╔══
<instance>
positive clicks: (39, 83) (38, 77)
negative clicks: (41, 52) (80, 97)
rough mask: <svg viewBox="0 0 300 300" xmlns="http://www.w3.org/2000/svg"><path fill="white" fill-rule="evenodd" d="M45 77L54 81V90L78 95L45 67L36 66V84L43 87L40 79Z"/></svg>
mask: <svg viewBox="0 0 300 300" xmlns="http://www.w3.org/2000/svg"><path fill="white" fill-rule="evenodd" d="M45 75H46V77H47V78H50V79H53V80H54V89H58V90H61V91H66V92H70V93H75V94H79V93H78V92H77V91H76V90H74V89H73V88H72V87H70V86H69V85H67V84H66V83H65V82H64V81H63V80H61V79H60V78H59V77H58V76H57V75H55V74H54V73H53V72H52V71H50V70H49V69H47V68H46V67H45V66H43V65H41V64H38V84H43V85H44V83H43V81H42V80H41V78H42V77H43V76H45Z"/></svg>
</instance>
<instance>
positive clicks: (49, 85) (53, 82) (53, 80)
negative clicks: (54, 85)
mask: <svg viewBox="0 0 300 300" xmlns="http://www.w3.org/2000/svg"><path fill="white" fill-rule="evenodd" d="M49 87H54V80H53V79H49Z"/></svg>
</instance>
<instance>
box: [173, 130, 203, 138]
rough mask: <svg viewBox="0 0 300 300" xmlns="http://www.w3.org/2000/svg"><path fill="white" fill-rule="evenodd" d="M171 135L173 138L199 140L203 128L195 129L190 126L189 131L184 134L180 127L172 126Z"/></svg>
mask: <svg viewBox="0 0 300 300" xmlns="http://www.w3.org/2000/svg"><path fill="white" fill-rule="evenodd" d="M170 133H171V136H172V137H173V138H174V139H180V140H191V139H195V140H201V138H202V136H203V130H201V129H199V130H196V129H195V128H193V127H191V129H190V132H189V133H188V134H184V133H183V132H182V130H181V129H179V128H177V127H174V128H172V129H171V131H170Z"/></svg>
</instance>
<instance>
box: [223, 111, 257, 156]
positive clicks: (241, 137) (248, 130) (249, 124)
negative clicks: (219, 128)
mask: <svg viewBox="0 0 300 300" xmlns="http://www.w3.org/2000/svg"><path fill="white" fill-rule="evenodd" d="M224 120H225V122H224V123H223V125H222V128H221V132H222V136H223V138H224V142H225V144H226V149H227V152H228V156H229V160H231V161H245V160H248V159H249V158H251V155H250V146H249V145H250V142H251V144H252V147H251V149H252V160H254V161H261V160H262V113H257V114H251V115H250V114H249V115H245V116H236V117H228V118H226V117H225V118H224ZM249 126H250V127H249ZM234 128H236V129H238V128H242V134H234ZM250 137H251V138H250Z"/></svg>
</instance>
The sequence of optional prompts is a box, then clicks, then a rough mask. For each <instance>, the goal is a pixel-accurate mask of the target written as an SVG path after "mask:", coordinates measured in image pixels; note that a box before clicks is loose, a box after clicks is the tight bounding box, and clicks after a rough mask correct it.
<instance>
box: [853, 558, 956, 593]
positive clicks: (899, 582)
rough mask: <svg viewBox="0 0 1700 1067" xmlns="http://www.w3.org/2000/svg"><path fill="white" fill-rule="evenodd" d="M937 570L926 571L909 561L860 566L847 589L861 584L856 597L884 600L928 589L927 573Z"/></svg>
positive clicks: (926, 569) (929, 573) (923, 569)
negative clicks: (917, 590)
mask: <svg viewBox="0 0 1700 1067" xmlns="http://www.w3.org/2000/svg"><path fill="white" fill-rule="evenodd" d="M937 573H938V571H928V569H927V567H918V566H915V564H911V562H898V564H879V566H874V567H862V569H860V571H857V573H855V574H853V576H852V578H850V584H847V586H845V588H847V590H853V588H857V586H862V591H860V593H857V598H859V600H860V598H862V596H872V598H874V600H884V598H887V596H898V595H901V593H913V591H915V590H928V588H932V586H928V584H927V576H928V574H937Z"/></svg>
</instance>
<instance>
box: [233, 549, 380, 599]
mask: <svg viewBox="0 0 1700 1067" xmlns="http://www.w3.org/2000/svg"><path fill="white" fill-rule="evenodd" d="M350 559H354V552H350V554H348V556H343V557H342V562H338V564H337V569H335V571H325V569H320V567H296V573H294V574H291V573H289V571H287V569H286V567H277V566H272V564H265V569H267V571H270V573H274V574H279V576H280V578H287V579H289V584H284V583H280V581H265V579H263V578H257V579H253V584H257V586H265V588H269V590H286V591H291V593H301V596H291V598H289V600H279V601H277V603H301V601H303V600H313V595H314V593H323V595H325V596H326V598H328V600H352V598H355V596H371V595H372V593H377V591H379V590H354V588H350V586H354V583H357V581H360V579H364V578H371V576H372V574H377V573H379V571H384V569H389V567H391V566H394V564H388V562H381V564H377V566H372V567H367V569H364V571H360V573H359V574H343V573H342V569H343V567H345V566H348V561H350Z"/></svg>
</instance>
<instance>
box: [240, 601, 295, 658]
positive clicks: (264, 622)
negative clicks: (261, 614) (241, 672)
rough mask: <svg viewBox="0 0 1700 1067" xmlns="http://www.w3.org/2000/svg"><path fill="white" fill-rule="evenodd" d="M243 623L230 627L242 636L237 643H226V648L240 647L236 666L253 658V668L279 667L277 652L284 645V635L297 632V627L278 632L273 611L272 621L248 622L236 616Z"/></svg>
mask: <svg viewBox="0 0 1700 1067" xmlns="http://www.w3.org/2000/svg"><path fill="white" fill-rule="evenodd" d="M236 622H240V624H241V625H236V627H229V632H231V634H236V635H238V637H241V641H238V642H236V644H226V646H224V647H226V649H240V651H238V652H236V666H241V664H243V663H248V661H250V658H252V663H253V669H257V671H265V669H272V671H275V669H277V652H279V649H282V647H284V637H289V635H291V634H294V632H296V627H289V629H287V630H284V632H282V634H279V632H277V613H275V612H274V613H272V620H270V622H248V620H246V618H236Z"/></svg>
╚══
> **Problem details**: Using the material above, transcribe exactly the lines from the line with "The sequence of" to the line with "positive clicks: (899, 582)"; both count, and nothing else goes in.

> **Answer for the task**:
The sequence of optional prompts is a box, then clicks, then a rough mask. For each <instance>, the goal is a pixel-accurate mask of the target written as an SVG path after "mask:", coordinates measured in image pixels; note that a box before clicks is loose, a box after clicks is the tight bounding box, and clicks after a rough mask correct it.
<instance>
box: [853, 558, 956, 593]
positive clicks: (899, 582)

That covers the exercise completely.